» Point labeling dataset excerpts
────

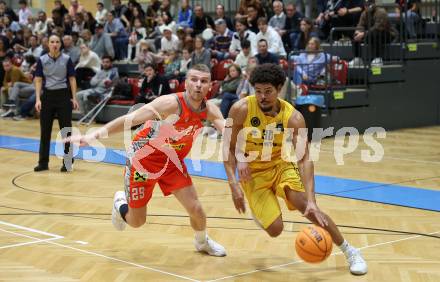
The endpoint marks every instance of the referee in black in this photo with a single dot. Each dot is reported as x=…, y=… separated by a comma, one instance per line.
x=55, y=90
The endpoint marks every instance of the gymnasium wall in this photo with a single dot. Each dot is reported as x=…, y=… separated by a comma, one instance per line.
x=411, y=100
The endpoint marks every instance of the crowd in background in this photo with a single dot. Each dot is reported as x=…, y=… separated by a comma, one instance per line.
x=164, y=40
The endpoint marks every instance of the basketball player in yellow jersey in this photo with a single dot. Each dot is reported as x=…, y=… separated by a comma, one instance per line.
x=260, y=125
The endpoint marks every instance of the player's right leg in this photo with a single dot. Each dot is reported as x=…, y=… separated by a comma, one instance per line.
x=263, y=203
x=122, y=214
x=130, y=207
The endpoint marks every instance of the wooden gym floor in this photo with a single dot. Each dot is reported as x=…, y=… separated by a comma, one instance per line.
x=56, y=227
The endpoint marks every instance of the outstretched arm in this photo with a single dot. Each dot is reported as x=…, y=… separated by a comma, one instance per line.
x=161, y=108
x=305, y=165
x=234, y=124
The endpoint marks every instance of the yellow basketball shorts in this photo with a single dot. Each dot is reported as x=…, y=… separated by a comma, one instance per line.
x=264, y=187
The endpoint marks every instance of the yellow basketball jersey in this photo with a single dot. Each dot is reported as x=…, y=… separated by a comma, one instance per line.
x=265, y=134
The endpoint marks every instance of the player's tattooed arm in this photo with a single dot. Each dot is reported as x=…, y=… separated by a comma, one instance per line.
x=305, y=166
x=233, y=125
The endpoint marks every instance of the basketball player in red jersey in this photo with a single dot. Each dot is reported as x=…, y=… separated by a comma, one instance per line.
x=157, y=152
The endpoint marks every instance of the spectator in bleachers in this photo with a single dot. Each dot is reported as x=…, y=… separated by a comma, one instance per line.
x=169, y=41
x=245, y=88
x=244, y=55
x=21, y=89
x=7, y=11
x=145, y=57
x=201, y=55
x=118, y=34
x=89, y=22
x=34, y=49
x=278, y=20
x=138, y=33
x=201, y=21
x=412, y=19
x=23, y=13
x=78, y=23
x=60, y=8
x=32, y=22
x=172, y=65
x=27, y=33
x=137, y=13
x=101, y=42
x=185, y=15
x=121, y=12
x=375, y=27
x=242, y=33
x=75, y=8
x=184, y=64
x=77, y=40
x=12, y=76
x=307, y=32
x=70, y=49
x=67, y=24
x=86, y=36
x=311, y=65
x=152, y=14
x=153, y=86
x=222, y=40
x=228, y=89
x=100, y=83
x=292, y=28
x=264, y=56
x=252, y=17
x=166, y=6
x=57, y=19
x=89, y=64
x=340, y=13
x=242, y=12
x=41, y=25
x=272, y=37
x=166, y=21
x=220, y=14
x=12, y=25
x=134, y=11
x=101, y=13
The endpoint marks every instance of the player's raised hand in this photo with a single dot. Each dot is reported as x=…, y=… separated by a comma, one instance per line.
x=237, y=197
x=81, y=140
x=314, y=214
x=244, y=171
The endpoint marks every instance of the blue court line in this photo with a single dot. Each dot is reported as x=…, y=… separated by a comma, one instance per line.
x=332, y=186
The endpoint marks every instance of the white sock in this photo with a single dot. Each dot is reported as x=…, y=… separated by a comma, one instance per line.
x=201, y=236
x=344, y=246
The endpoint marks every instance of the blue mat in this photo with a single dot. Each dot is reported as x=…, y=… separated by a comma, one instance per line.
x=326, y=185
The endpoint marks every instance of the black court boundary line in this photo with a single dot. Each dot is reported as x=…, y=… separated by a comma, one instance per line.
x=396, y=232
x=336, y=194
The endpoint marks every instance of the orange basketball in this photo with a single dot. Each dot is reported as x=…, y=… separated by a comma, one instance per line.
x=313, y=244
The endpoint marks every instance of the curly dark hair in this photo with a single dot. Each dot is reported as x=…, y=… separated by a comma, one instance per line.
x=268, y=73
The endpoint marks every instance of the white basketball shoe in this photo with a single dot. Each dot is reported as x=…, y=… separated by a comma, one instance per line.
x=357, y=264
x=210, y=247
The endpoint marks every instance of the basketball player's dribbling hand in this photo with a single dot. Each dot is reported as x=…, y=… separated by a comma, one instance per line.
x=81, y=140
x=313, y=211
x=238, y=198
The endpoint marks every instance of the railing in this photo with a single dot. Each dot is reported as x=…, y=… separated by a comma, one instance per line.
x=324, y=74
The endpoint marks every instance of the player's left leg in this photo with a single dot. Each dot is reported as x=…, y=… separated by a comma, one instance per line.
x=187, y=196
x=357, y=264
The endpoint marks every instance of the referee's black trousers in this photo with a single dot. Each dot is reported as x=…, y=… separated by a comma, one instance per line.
x=54, y=102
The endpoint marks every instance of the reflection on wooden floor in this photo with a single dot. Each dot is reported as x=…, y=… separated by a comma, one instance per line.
x=56, y=227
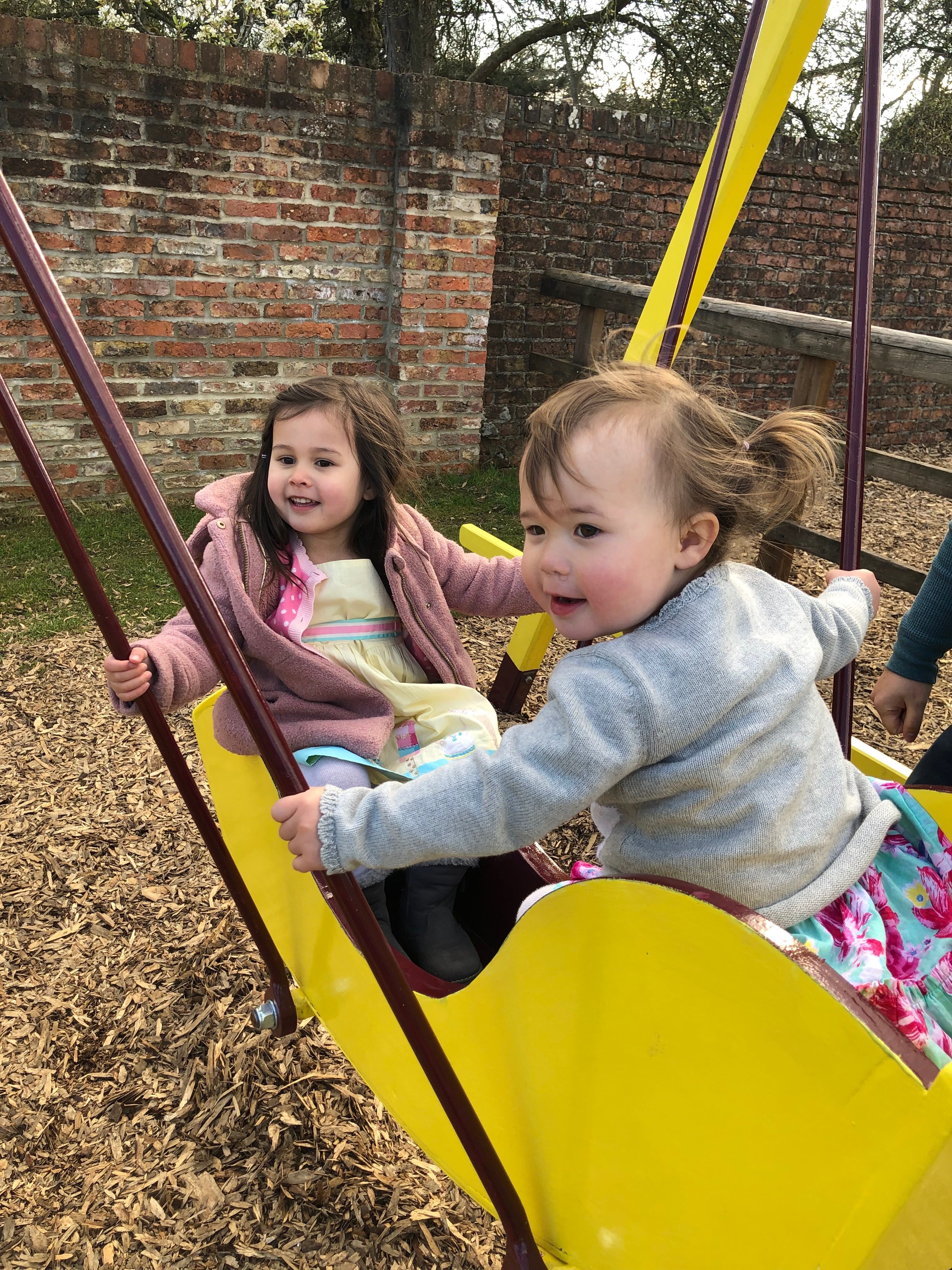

────

» What you have to do
Can you render every one of the records above as a numbered list, with blank lines dropped and the pictures left out?

» Output
1. The endpoint marks every instance of the referee in black in this photo with a single dot. Each dot is reported as x=…, y=… separated by a comma, one instance per line.
2. x=55, y=90
3. The endpoint marks every instance of the gymnasium wall in this photo with a single dot. Each dot is reported as x=…, y=… separated by a comma, one instance per line.
4. x=411, y=100
5. The endpoint marks every instance of the crowd in background in this photo with a single dot. Each dot is reported as x=…, y=… separated by a comma, one instance per line.
6. x=164, y=40
7. The endpoint marks every instance of the basketball player in yellow jersey in this photo with a single dot. Each dot is reported as x=…, y=… separated by a comma, one instance per line.
8. x=260, y=125
9. The endpoint marks every instance of the player's right leg in this photo with a single dot. Each dot is reported as x=…, y=… separated by a comma, one instance per line.
10. x=263, y=203
11. x=122, y=214
12. x=130, y=207
13. The endpoint marks every instance of the wooden gym floor in this photo with a single dot. Each dot is reported as x=…, y=… separated by a comma, one instance per line.
14. x=56, y=227
15. The endpoint marks every instance of the outstretched arm in this photo with a single dot. Each dot is reported as x=…, y=… separated by a comma, one instance per line.
16. x=161, y=108
17. x=305, y=165
18. x=234, y=124
19. The endpoint marks every instance of the yellow basketball shorts in this photo with a single dot. Each dot is reported as x=…, y=… separated by a comma, one instance per line.
20. x=264, y=187
21. The endpoint marks every instance of the yellow basketball jersey in this photo with a single dot. Each dot is reported as x=…, y=… separated by a comma, one instance per line.
22. x=265, y=134
23. The endpoint marks every instance of the player's tattooed arm in this photo with a single dot. Each dot is reported as x=…, y=… separated by a comma, one instance per line.
24. x=305, y=166
25. x=233, y=125
26. The endpoint marks every instance of the basketball player in red jersey in this photo with a single dot. Each dot is reported as x=…, y=… separated by a comma, one instance per line.
27. x=157, y=152
28. The endpoint marks every instance of the spectator in bleachers in this photo with a single dot. Each dot is reported as x=…, y=… separated by a comma, one instance per line.
29. x=169, y=41
30. x=245, y=88
31. x=244, y=55
32. x=21, y=89
33. x=7, y=11
34. x=145, y=57
35. x=201, y=55
36. x=118, y=34
37. x=89, y=22
38. x=34, y=49
39. x=278, y=20
40. x=138, y=33
41. x=201, y=21
42. x=412, y=19
43. x=23, y=13
44. x=78, y=23
45. x=60, y=8
46. x=32, y=22
47. x=172, y=65
48. x=27, y=33
49. x=137, y=13
50. x=101, y=42
51. x=185, y=15
52. x=121, y=12
53. x=375, y=27
54. x=242, y=33
55. x=75, y=8
56. x=184, y=64
57. x=77, y=40
58. x=12, y=76
59. x=307, y=32
60. x=70, y=49
61. x=67, y=24
62. x=86, y=36
63. x=311, y=65
64. x=152, y=14
65. x=153, y=86
66. x=222, y=40
67. x=228, y=89
68. x=100, y=83
69. x=292, y=28
70. x=264, y=56
71. x=252, y=17
72. x=166, y=6
73. x=57, y=19
74. x=89, y=64
75. x=340, y=13
76. x=242, y=12
77. x=41, y=25
78. x=272, y=37
79. x=166, y=21
80. x=220, y=14
81. x=12, y=25
82. x=134, y=11
83. x=101, y=13
84. The endpoint marks every instance of the player's raised hand in this photo with a single dot. Each dot is reported as x=…, y=… separated by a comma, one instance per line.
85. x=237, y=197
86. x=81, y=140
87. x=314, y=214
88. x=244, y=171
89. The endpoint marks every instance of the blue court line in this photo with a single dot. Each dot is reported as x=…, y=… separated by a comma, one instance per line.
90. x=332, y=186
91. The endpoint marks every instance of the white sock in this photo with a single dot. Each dot is reported as x=…, y=… separated by a comma, one instance per line.
92. x=201, y=236
93. x=344, y=246
94. The endpoint marks every instance of the blue mat in this photo with a single dot. Each dot is reported as x=…, y=… separated by a comma, one instance per line.
95. x=326, y=185
96. The endpoint marks every instance of the black court boundary line in this photo with a single dot. Each dot is reported as x=…, y=… separated by a comma, one instance per line.
97. x=396, y=232
98. x=336, y=194
99. The endpoint marks every instance of the orange basketball in this photo with a single dot. Each dot is reported as x=…, y=… separated by a comma, one instance per line.
100. x=313, y=244
101. The endpoint marks every instance of the curly dark hair in this photo with a single dot. Each dot is reported as x=…, y=… separated by a comma, one instance per line.
102. x=268, y=73
103. The endpoint marks every instance of the white basketball shoe in this photo with a single dot. Each dot is reported as x=…, y=… separated by a comma, one instance per line.
104. x=357, y=264
105. x=210, y=247
106. The endpoint marks every instance of the basketball player's dribbling hand in this photo with a single dot. Each dot is reported as x=…, y=… separated by a comma, one instance per line.
107. x=81, y=140
108. x=313, y=211
109. x=238, y=198
110. The endpoint marks every instance of the railing in this photo with a single dot. Each dot is reported as x=…, y=… separated by a comma, one instance per line.
111. x=324, y=74
112. The endpoint marks every instance of the player's left leg in this photo with a single dot. Each dot is reported as x=…, y=… separated by a comma, one instance per line.
113. x=187, y=196
114. x=357, y=264
115. The endpoint marks every instance of the referee's black trousers in this photo with a single dot. Each dot is reported as x=…, y=… separated by a comma, one instance per line.
116. x=54, y=102
117. The endpoint marks every instance of the reflection on wooden floor in this photo with a single dot. Each dot is reported as x=…, y=… separated by a comma, one instance per line.
118. x=56, y=227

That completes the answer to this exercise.